● **Selected text**:
Game over, we win! (alternative version)

“We made it through the worst,” says Haw. “I was worried that if we drew one more bad card it’s an instant loss”

“Three suits removed, one empty column, this is a shoo-in” says the Dumb Bunny.

“I was wondering,” says the Eagle “Can we prove we are mathematically guaranteed to win?

Ninja Monkey immediately grabs two decks of cards and lays them according to the diagram above, and implements his patented look-ahead algorithm. He has 10,000 wins from 10,000 tries.

“Guaranteed win, no probs” coos Ninja Monkey.

“Not so fast,” says the Eagle. “No matter how many times you win, you can’t prove the game is a mathematical lock with Monte Carlo simulation. Besides, your face down cards were arranged the same way in all 10,000 iterations. We need to prove a guaranteed win regardless of how the face-down cards are arranged”

Ninja Monkey pulls a frowny face.

“I think it is a win,” says the Wise Snail.

“How do you prove it?” asks the Elephant.

I recommended we do the following”, says the Wise Snail

  • Clear the Spade suit
  • Exchange the 6-5-4-3-2-A of Hearts in Column 5 with the 6-5-4-3 of Clubs in Column 6.
  • Dump the 9-8 of Clubs in Column 3 into the empty column
  • Clear the Heart suit, winning back the empty column
  • Shift the Qh-Jd onto the Kh in Column 1, turning over a face-down card in Column 6 (and keeping an empty column)

“Note that I went to the extra effort to clear a card in Column 6 rather than Column 5. This is because clearing cards in Column 6 is harder than Column 5 (especially since the Q-J are offsuit). As a general principle it is often wise to save an easy task for later and get the “difficult task” over and done with whenever possible – this helps avoid the embarrassing situation of “One Hole No Card” as alluded to in a previous post.”

All the animals are paying their utmost attention. For once, the Wise Snail has been given a chance to truly shine.

“The resulting position is shown below, with the newly-exposed card redacted,” continues the Snail.

“Let us consider all possible face-down cards (which we identified from last week):”

  • Queen of Clubs: this can go “underneath” the Jack of Clubs (Jack onto Queen, winning an empty column, Q-J to Column 8, losing an empty column)
  • Queen of Diamonds: this goes onto the King of Clubs
  • Ten of Clubs: this goes onto the Jack of Clubs
  • Ten of Diamonds: this goes onto the Jack of diamonds
  • Ten of Hearts: this goes onto the Jack of Hearts
  • Nine of Diamonds: this goes underneath the 8-7 of Diamonds
  • Seven of Clubs: this goes onto the Eight of Clubs
  • Six of Hearts: we will count this as a “bad card” since the 7 of Diamonds is offsuit (and will counterfeit the Nine of Diamonds). This goes into the empty column
  • Five of Hearts: This is a bad card and goes into the empty column.

“Note that the first seven cards are good, and we don’t even require an empty column to achieve the corresponding action. The only possible snag is there are two bad cards and only one empty column. But wait! If we draw both the Five and Six of Hearts then we can immediately place the Five on top of the Six. The net effect is to condense two bad cards into one – hence there is no snag after all.

● **Information shown**:
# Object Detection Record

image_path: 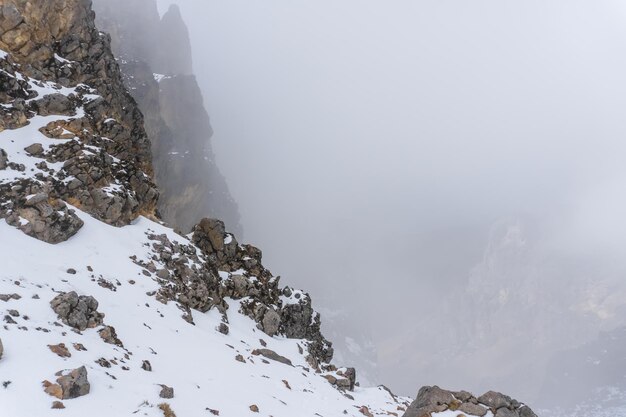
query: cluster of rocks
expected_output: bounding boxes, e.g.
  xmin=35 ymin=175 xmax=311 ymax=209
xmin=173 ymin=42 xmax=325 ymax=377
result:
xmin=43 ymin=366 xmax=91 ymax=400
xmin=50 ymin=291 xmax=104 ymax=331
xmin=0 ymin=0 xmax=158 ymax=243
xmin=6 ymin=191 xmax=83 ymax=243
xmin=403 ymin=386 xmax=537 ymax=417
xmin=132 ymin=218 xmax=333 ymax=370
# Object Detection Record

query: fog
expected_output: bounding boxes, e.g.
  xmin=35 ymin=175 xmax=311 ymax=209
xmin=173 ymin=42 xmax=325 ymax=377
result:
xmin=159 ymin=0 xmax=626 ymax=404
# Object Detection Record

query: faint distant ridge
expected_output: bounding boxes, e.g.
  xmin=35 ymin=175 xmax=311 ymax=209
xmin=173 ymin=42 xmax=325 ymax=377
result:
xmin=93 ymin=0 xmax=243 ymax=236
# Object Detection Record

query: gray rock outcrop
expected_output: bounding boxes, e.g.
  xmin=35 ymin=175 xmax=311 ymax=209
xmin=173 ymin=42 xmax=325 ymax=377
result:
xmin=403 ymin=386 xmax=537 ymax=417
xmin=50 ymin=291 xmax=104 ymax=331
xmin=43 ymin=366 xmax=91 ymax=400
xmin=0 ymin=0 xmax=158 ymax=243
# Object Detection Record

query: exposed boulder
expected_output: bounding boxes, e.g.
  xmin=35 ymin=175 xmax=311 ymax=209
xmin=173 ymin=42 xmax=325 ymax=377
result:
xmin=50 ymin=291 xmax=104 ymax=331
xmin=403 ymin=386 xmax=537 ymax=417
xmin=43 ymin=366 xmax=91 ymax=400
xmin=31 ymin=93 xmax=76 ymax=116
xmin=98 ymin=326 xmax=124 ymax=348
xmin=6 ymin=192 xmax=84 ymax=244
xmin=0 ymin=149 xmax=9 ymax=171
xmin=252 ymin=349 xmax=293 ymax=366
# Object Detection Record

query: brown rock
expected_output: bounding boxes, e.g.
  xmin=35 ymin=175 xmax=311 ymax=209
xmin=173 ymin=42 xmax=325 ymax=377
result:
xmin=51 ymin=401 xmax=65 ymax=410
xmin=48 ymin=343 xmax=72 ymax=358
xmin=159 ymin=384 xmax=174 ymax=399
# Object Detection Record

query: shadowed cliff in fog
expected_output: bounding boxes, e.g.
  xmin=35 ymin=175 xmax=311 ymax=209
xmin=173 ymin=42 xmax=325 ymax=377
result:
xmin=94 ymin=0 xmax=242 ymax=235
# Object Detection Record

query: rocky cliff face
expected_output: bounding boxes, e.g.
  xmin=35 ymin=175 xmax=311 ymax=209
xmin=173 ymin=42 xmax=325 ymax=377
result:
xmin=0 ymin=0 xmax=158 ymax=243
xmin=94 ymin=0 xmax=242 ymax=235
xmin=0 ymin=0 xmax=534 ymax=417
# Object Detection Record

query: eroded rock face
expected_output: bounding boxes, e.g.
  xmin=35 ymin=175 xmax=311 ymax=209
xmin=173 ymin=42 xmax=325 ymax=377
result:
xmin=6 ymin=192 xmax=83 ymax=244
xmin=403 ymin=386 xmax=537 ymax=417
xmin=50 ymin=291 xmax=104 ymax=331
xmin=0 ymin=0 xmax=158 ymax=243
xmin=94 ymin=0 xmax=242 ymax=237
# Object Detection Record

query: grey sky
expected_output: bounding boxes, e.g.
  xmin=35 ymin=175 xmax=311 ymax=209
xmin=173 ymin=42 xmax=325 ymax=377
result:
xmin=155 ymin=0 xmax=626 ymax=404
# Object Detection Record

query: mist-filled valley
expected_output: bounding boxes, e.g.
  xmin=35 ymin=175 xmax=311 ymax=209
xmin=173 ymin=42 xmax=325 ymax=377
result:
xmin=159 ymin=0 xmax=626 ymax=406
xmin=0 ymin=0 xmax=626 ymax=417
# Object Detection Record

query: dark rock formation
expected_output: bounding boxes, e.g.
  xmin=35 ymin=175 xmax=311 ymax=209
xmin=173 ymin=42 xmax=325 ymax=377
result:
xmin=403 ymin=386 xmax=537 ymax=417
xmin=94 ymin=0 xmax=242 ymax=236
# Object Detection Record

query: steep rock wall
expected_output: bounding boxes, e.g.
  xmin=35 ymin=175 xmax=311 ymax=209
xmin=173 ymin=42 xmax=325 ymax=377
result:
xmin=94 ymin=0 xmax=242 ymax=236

● **Parts of the exercise**:
a - In the solitaire post, how many wins did Ninja Monkey obtain from his 10,000 tries?
b - Quote the records, starting with their first line and going on through the line with "xmin=6 ymin=191 xmax=83 ymax=243", and omit the pictures.
The records bear no relation to the solitaire post.

● **Response list**:
a - 10,000 wins.

b -
# Object Detection Record

image_path: 
query: cluster of rocks
expected_output: bounding boxes, e.g.
  xmin=35 ymin=175 xmax=311 ymax=209
xmin=173 ymin=42 xmax=325 ymax=377
result:
xmin=43 ymin=366 xmax=91 ymax=400
xmin=50 ymin=291 xmax=104 ymax=331
xmin=0 ymin=0 xmax=158 ymax=243
xmin=6 ymin=191 xmax=83 ymax=243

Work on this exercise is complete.